**Aim of the exercise**: In the data below, repeat the line containing "# tag a point on each instance of the bird's wing;" and every following line exactly, up to and including the last line. Exclude pictures.

[Natural-language object grounding data]

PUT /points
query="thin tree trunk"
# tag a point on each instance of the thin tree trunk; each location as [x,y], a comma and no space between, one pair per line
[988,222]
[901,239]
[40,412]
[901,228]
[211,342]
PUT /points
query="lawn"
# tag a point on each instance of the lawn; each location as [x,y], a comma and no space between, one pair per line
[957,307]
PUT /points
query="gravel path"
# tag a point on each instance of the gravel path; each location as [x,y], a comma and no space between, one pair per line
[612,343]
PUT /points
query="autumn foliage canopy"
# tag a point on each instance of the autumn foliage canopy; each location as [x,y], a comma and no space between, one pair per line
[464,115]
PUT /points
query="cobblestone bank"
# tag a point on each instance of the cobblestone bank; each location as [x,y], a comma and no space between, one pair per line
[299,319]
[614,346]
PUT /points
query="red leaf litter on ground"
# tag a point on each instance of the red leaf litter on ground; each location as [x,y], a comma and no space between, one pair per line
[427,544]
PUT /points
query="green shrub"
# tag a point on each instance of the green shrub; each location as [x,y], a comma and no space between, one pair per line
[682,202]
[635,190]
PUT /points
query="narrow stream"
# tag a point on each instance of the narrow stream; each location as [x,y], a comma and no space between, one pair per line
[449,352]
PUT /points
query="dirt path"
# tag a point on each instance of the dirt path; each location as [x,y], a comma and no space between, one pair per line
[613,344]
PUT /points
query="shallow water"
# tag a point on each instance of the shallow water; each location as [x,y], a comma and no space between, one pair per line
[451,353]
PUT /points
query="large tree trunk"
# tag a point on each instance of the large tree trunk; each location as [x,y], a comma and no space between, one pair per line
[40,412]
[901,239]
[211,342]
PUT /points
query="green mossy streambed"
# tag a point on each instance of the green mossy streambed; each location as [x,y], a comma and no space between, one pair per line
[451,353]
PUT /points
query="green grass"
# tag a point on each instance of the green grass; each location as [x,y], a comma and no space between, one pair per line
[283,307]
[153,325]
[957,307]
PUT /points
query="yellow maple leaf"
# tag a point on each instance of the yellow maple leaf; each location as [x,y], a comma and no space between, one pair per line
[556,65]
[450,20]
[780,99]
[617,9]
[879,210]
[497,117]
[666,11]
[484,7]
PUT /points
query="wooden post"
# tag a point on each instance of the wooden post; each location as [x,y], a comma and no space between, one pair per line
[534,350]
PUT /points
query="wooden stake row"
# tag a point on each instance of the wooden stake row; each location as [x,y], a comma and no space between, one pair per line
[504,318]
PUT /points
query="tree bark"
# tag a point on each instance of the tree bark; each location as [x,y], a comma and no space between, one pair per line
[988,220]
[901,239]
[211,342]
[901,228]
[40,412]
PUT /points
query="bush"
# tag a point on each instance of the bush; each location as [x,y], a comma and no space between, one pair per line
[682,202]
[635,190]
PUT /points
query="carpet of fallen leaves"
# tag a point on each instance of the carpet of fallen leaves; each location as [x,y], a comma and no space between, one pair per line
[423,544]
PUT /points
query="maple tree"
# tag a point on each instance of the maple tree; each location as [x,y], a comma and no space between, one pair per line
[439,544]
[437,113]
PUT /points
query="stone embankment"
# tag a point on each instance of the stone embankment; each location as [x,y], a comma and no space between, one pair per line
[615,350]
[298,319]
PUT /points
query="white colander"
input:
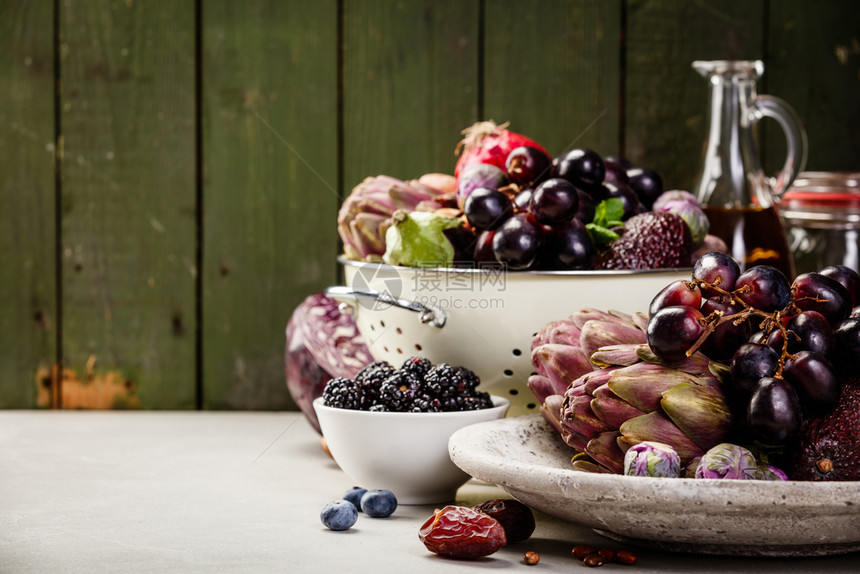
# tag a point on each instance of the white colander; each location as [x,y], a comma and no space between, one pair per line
[482,318]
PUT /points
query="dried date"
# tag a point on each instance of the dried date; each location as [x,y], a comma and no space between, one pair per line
[514,516]
[462,532]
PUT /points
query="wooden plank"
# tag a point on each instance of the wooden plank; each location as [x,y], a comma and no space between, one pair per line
[814,64]
[552,70]
[128,204]
[666,102]
[410,85]
[28,314]
[270,187]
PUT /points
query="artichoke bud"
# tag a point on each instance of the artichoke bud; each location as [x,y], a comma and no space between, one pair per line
[416,239]
[728,460]
[650,458]
[699,411]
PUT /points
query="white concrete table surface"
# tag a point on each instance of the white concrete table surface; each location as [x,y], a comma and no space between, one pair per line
[217,492]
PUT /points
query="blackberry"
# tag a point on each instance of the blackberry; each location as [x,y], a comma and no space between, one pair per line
[418,366]
[444,381]
[399,390]
[370,379]
[342,393]
[424,403]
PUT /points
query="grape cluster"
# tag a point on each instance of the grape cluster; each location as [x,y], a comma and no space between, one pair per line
[535,214]
[417,386]
[785,345]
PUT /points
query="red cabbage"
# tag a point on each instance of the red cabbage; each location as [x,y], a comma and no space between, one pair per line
[322,343]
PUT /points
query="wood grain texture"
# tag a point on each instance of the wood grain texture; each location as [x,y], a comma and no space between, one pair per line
[814,64]
[410,85]
[28,319]
[666,102]
[128,198]
[552,71]
[270,194]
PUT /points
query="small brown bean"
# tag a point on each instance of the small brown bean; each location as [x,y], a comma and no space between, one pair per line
[581,551]
[607,553]
[626,557]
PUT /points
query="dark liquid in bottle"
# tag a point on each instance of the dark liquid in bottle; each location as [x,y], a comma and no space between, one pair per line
[755,236]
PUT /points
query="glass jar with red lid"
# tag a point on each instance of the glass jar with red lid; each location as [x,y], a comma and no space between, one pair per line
[822,216]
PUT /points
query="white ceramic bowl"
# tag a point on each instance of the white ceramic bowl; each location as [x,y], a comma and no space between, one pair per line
[490,315]
[527,459]
[406,453]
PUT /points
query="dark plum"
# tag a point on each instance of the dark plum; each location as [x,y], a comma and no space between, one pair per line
[814,380]
[726,338]
[484,248]
[583,168]
[763,287]
[626,195]
[679,292]
[817,292]
[716,268]
[813,333]
[522,199]
[646,183]
[846,345]
[571,247]
[527,165]
[554,202]
[517,243]
[585,213]
[487,208]
[849,278]
[672,331]
[774,413]
[750,363]
[615,173]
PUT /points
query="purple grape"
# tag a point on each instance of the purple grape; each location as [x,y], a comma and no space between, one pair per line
[849,278]
[817,292]
[585,213]
[719,268]
[846,345]
[647,184]
[527,165]
[615,173]
[814,380]
[582,167]
[672,331]
[812,333]
[571,246]
[554,202]
[773,414]
[763,287]
[518,241]
[750,363]
[680,292]
[626,195]
[487,208]
[726,338]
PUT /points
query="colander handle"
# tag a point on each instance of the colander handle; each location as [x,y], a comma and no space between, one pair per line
[426,313]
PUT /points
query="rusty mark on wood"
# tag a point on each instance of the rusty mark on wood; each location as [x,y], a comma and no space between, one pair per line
[67,389]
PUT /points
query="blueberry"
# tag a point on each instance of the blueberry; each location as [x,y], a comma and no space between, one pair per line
[378,503]
[354,495]
[339,515]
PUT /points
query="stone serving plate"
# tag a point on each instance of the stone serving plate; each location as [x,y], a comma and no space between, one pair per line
[525,457]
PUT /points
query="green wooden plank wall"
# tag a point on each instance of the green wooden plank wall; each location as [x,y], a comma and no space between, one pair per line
[170,172]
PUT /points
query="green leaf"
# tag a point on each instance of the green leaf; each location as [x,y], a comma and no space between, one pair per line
[600,235]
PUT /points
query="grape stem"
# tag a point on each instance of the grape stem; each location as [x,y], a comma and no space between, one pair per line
[769,321]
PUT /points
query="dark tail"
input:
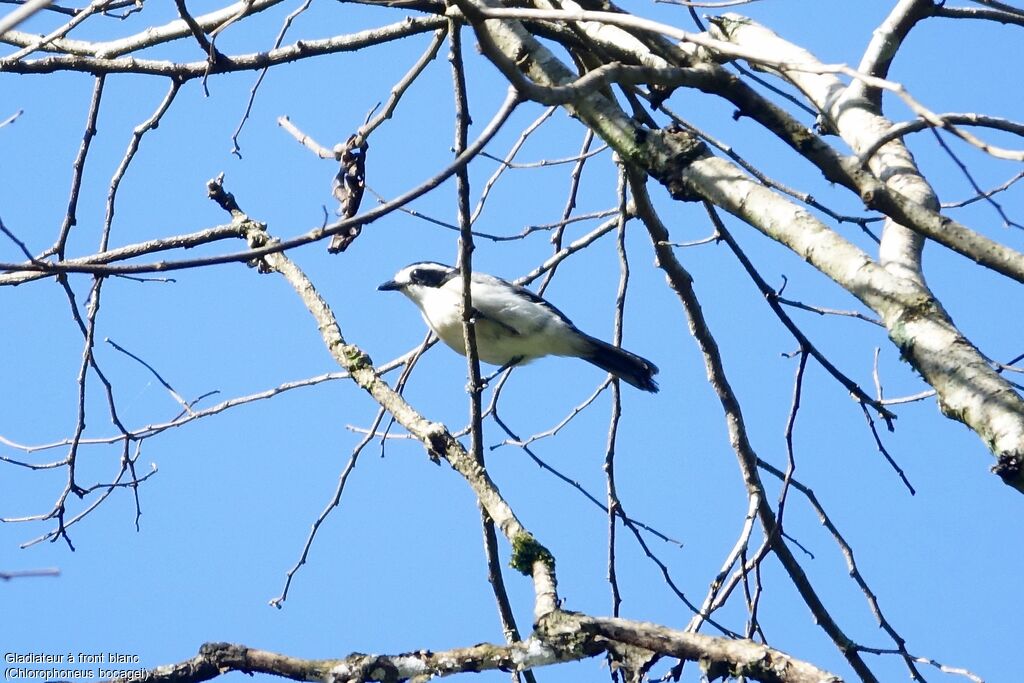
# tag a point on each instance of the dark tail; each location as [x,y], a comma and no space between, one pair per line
[627,367]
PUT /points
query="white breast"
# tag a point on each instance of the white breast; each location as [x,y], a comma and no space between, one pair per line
[507,325]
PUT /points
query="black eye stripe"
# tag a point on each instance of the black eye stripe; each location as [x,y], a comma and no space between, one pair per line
[430,276]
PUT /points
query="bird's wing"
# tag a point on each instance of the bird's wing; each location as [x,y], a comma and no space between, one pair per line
[514,292]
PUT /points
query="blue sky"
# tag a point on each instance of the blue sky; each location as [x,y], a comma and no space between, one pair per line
[399,565]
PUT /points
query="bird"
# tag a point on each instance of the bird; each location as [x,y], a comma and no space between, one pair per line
[513,325]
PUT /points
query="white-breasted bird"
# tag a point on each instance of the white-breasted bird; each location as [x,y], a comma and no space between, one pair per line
[513,325]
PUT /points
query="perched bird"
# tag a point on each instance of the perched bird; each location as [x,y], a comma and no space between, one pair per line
[513,325]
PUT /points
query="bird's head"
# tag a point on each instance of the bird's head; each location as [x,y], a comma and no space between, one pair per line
[415,280]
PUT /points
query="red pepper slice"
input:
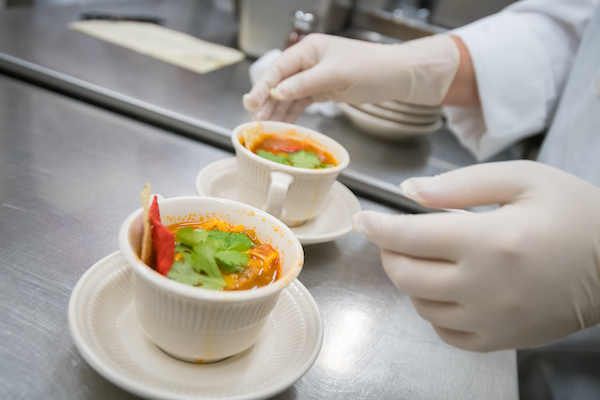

**Exercise result**:
# tag a point on each instance of the bird's wing; each location as [x,y], a comma and no space between, one pair per line
[514,292]
PUT /points
query="blue sky"
# tag a point on each instance of the blue sky; each location as [x,y], a comma and no space between, one pair per line
[399,565]
PUT /points
query="bird"
# tag a point on each instance of the bird; each location as [x,y], a comma and no space between, one pair per line
[513,325]
PUT /points
query="white-breasted bird"
# tag a point on each instance of the white-breasted bird; each location as [x,y], a comma and no space between, one pair per line
[513,325]
PUT /points
query="perched bird"
# tag a point on each instance of the perched bird; each location as [x,y], a comma and no space between, one pair per line
[513,325]
PUT /points
query="bird's head"
# tag a point on each instance of the bird's head; each location as [x,y], a comma and no space between, one pair per line
[415,280]
PUT /points
query="red pepper slice"
input:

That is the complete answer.